> _Work to be completed_
The reply should hold every record, copied exactly.

[Dataset items]
--- START ---
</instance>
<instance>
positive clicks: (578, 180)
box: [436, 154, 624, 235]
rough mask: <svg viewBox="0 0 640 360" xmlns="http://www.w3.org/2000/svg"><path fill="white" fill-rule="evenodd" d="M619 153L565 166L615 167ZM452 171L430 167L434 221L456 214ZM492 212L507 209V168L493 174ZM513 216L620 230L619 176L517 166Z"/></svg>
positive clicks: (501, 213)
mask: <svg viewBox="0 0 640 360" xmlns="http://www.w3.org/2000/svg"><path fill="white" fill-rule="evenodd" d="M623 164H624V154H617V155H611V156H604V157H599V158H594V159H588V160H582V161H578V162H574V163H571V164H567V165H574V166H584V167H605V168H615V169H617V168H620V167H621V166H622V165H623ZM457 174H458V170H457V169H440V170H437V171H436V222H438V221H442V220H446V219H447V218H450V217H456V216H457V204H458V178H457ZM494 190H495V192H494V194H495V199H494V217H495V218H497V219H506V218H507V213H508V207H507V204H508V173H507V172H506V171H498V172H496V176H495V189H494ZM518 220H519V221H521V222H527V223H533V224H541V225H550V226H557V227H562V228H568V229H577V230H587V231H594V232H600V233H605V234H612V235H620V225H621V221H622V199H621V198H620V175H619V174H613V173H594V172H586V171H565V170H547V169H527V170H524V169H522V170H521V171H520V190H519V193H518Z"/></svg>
--- END ---
> _Exercise answer_
</instance>
<instance>
positive clicks: (578, 180)
box: [436, 154, 624, 235]
rough mask: <svg viewBox="0 0 640 360" xmlns="http://www.w3.org/2000/svg"><path fill="white" fill-rule="evenodd" d="M619 153L565 166L615 167ZM452 171L430 167L434 221L456 214ZM492 212L507 209V168L493 174ZM513 216L620 230L619 176L517 166Z"/></svg>
positive clicks: (501, 213)
mask: <svg viewBox="0 0 640 360" xmlns="http://www.w3.org/2000/svg"><path fill="white" fill-rule="evenodd" d="M623 164H624V154H617V155H611V156H604V157H599V158H594V159H588V160H582V161H578V162H574V163H571V164H567V165H574V166H584V167H605V168H615V169H617V168H620V167H621V166H622V165H623ZM457 174H458V170H457V169H440V170H437V171H436V222H438V221H442V220H446V219H447V218H450V217H456V216H457V204H458V178H457ZM494 190H495V192H494V194H495V199H494V217H495V218H497V219H506V218H507V213H508V207H507V204H508V173H507V172H506V171H498V172H496V176H495V189H494ZM518 220H519V221H521V222H527V223H533V224H541V225H550V226H557V227H562V228H568V229H577V230H587V231H594V232H600V233H605V234H612V235H620V225H621V221H622V199H621V198H620V175H619V174H613V173H594V172H586V171H565V170H547V169H527V170H524V169H522V170H521V171H520V190H519V193H518Z"/></svg>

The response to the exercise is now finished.